━━━━━ DATA TO USE ━━━━━

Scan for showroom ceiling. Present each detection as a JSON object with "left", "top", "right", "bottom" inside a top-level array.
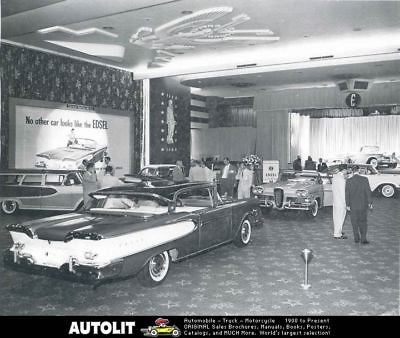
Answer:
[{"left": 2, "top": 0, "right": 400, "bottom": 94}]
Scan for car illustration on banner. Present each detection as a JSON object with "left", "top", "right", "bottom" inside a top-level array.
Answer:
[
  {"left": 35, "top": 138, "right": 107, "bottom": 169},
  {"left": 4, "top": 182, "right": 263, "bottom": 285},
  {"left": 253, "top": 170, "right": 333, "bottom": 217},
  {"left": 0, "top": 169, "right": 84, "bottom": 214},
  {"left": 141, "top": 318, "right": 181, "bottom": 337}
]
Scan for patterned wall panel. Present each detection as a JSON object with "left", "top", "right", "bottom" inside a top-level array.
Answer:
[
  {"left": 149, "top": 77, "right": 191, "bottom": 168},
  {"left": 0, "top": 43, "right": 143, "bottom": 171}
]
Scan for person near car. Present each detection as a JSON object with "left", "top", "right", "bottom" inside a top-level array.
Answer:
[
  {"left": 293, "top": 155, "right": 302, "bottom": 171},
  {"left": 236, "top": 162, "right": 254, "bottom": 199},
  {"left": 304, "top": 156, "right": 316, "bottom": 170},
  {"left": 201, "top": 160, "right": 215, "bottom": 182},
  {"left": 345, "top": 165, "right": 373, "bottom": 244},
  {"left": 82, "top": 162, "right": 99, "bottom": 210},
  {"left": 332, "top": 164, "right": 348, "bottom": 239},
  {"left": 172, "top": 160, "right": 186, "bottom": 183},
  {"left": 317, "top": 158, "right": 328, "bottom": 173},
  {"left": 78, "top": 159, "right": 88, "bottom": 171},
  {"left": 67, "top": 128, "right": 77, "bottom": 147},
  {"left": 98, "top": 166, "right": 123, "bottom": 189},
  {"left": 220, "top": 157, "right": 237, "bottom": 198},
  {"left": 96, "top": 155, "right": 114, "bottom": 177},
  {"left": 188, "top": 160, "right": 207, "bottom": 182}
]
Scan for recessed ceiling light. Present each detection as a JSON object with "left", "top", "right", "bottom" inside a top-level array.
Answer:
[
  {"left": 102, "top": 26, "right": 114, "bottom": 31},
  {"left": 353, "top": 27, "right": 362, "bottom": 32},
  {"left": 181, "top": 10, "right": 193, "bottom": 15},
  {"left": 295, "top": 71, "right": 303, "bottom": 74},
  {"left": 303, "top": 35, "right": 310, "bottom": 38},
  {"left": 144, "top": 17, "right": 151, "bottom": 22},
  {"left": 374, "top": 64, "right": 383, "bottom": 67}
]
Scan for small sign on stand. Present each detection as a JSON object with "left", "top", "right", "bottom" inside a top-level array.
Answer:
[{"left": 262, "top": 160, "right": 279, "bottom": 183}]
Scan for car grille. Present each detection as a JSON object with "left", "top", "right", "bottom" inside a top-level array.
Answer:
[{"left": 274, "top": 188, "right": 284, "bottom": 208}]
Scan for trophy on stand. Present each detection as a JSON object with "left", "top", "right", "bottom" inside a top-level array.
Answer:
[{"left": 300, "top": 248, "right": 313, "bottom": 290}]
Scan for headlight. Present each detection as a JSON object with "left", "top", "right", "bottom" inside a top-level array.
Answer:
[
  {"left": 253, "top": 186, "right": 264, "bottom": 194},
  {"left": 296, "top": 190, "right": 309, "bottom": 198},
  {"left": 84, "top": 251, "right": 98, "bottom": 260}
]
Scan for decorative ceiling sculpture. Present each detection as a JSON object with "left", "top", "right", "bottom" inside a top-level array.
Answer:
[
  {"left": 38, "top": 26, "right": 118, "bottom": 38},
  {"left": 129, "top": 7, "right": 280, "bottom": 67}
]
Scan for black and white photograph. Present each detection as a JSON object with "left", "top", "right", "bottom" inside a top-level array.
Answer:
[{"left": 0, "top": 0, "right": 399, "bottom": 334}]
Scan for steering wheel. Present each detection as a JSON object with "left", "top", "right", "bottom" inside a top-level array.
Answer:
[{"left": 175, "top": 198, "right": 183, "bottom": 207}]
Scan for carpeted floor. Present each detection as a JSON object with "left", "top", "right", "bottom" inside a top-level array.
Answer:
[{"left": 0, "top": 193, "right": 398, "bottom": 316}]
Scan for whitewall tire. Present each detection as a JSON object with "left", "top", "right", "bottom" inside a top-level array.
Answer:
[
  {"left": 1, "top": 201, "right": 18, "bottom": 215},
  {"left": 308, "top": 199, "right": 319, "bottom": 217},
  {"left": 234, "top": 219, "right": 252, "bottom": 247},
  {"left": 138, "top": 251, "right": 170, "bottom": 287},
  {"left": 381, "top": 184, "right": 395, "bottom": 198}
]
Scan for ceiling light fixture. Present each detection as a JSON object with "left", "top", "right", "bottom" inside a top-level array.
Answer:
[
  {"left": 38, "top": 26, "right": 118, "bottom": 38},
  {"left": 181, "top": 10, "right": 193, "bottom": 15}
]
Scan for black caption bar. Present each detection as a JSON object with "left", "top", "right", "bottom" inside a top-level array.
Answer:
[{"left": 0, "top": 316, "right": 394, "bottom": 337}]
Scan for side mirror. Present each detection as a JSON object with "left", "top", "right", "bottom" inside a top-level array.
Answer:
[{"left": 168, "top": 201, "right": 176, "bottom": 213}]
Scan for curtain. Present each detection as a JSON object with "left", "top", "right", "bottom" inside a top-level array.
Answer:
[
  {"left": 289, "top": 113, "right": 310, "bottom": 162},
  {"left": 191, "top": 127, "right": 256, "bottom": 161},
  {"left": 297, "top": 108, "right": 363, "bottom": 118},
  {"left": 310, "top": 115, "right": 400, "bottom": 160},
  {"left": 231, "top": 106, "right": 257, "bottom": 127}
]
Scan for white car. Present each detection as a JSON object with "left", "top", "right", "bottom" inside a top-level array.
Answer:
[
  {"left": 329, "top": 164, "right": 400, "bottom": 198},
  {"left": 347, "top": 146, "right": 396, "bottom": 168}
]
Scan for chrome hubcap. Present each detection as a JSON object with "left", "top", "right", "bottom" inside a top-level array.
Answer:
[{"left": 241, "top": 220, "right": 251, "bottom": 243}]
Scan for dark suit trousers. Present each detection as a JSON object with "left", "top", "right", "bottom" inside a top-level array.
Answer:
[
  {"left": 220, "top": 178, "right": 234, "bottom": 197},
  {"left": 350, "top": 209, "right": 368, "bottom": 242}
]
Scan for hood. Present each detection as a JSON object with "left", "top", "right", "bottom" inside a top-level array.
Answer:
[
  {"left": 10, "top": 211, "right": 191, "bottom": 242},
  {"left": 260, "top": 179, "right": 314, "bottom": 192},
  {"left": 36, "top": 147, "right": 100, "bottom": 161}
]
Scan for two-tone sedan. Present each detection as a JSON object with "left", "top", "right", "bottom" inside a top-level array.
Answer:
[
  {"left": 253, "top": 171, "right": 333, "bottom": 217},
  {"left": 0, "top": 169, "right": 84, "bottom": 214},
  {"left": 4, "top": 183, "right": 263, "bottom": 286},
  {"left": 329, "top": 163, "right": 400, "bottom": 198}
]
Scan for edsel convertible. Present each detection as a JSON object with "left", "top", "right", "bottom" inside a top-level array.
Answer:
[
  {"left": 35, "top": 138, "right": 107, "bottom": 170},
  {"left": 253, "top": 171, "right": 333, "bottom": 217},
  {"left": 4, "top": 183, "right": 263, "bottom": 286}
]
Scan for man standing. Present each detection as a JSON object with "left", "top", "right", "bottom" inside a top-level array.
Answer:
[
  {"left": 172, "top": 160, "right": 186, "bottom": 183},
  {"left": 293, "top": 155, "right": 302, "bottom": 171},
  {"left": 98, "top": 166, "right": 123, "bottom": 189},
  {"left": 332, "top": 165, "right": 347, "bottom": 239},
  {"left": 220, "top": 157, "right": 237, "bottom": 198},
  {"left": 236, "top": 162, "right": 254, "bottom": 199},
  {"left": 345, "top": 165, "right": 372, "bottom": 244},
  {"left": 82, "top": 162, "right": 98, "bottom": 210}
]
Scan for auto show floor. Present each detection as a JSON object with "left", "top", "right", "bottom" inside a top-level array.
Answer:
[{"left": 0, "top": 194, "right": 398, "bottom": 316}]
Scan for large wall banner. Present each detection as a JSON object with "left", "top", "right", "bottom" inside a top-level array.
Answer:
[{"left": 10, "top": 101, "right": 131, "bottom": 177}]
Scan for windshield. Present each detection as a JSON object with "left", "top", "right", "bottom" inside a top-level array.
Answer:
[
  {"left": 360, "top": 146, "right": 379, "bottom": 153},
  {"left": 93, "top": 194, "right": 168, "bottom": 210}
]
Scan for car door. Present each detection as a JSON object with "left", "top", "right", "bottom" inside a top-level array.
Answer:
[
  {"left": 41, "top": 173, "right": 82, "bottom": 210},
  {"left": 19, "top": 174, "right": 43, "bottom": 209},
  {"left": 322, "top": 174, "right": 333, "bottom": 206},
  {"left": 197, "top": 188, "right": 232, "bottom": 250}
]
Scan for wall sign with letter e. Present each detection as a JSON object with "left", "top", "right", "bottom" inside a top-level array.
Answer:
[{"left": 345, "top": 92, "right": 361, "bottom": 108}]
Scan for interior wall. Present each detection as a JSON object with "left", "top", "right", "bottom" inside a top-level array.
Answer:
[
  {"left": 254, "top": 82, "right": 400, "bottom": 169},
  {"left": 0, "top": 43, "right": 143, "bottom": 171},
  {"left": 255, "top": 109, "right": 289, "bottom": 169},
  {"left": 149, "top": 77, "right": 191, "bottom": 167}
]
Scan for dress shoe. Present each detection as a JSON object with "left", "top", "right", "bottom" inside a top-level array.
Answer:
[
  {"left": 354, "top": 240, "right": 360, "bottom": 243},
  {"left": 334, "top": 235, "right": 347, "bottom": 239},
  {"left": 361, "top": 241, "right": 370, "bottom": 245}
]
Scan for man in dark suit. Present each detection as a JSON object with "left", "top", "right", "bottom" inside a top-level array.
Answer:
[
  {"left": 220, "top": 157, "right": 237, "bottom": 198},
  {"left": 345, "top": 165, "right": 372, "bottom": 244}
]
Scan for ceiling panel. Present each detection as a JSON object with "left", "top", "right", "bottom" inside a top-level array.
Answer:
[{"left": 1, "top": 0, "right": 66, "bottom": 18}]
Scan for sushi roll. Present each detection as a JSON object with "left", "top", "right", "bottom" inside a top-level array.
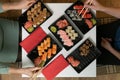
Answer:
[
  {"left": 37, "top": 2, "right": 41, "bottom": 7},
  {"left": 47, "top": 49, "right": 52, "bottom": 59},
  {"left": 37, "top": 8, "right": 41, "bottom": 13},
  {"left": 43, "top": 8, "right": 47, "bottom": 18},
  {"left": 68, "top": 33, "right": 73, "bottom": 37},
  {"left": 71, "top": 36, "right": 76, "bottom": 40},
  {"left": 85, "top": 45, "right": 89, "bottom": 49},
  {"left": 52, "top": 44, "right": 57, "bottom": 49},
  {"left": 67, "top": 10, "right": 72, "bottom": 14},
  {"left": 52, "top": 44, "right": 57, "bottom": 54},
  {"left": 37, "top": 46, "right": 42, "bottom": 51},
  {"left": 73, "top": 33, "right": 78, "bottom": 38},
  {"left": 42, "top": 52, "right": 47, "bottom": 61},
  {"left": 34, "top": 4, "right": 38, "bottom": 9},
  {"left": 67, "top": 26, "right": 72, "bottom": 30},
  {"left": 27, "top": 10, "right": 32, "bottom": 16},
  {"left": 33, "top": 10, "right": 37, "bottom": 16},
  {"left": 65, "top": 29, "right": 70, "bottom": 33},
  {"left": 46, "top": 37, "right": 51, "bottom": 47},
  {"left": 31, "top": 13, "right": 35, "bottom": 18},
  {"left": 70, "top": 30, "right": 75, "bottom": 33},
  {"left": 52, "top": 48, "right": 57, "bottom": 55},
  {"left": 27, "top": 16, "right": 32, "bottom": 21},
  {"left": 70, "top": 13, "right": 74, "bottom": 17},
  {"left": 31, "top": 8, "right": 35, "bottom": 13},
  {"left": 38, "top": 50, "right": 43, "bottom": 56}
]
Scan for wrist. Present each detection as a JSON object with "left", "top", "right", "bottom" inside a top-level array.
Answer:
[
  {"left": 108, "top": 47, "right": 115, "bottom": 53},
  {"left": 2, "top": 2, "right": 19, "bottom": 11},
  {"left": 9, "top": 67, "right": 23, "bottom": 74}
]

━━━━━

> WORK REQUEST: Which lines above run from the one containing "Scan for curtain." down to the one containing "Scan for two-tone"? Repeat exactly those, both ends included, and nothing else.

> REPLY:
Scan for curtain. Present each detection as a JSON object with "left", "top", "right", "bottom" inside a top-level array.
Answer:
[
  {"left": 289, "top": 113, "right": 310, "bottom": 162},
  {"left": 191, "top": 127, "right": 256, "bottom": 161},
  {"left": 297, "top": 108, "right": 363, "bottom": 118},
  {"left": 310, "top": 115, "right": 400, "bottom": 160},
  {"left": 231, "top": 106, "right": 257, "bottom": 127}
]
Scan for white car. Present each detection as a JSON object with "left", "top", "right", "bottom" inside a top-level array.
Answer:
[
  {"left": 329, "top": 164, "right": 400, "bottom": 198},
  {"left": 347, "top": 146, "right": 396, "bottom": 168}
]
Scan for chrome hubcap. Present each detection as a JSON object with "left", "top", "right", "bottom" inside a top-level array.
Answer:
[{"left": 241, "top": 220, "right": 251, "bottom": 243}]
Scan for dark suit trousers. Present each detection as a JSON object with "left", "top", "right", "bottom" inside a top-level array.
Answer:
[
  {"left": 220, "top": 178, "right": 234, "bottom": 197},
  {"left": 350, "top": 209, "right": 368, "bottom": 242}
]
Scan for hood. Present each detection as a JSON object with "left", "top", "right", "bottom" inside a top-level array.
Answer:
[
  {"left": 10, "top": 211, "right": 191, "bottom": 242},
  {"left": 260, "top": 179, "right": 314, "bottom": 192},
  {"left": 36, "top": 147, "right": 100, "bottom": 161}
]
Scan for two-tone sedan. Present each detection as a JSON object with "left", "top", "right", "bottom" inside a top-level array.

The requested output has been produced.